[Dataset records about object locations]
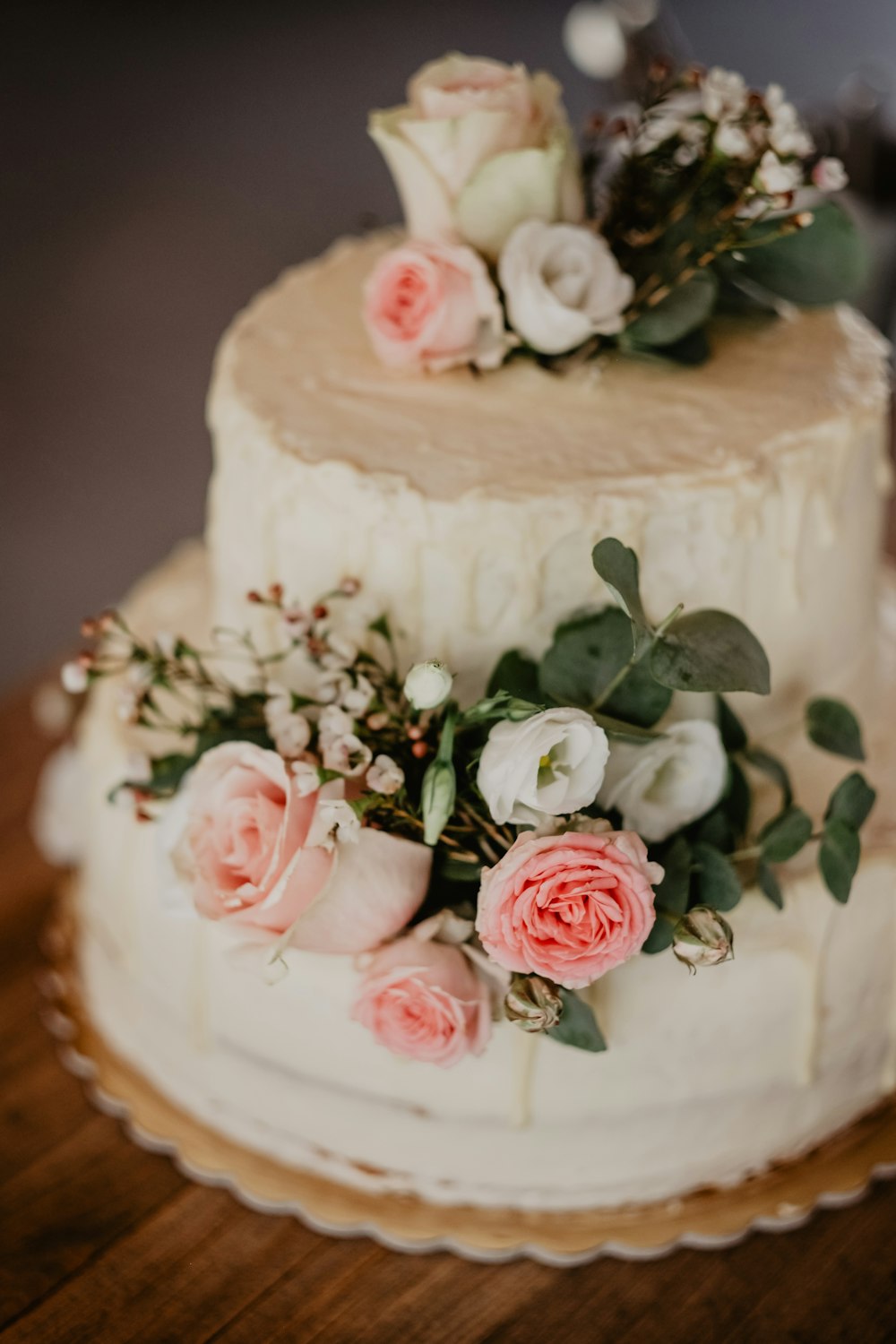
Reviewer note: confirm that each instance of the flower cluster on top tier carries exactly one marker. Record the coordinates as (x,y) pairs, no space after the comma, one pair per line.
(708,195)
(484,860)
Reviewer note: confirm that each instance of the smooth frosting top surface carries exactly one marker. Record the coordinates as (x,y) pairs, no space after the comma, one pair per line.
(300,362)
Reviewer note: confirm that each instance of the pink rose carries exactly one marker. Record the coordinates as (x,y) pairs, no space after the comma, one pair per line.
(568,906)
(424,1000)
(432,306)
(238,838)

Exercise
Images do not belong in the copy; reproduce all other parts of the records above verbatim.

Answer for this exercise
Reviewer note: confirm that each instance of the flower cluster on top tier carries exactly one marker. Record the coordinates as (x,y) pairs, no space after the comma, one pair per line.
(708,195)
(484,860)
Reviewer note: confirm that each instance of the smooth frosting top surface carries exactly one marker. Record the coordinates as (x,y) pairs, no space after the comma, one pair per line.
(300,362)
Reviewer note: confirm that each instance of the pink rose carries exactly one marker. Record the coordinates as (x,y) pairs, no space after the comma, one pair per line.
(568,906)
(424,1000)
(432,306)
(238,838)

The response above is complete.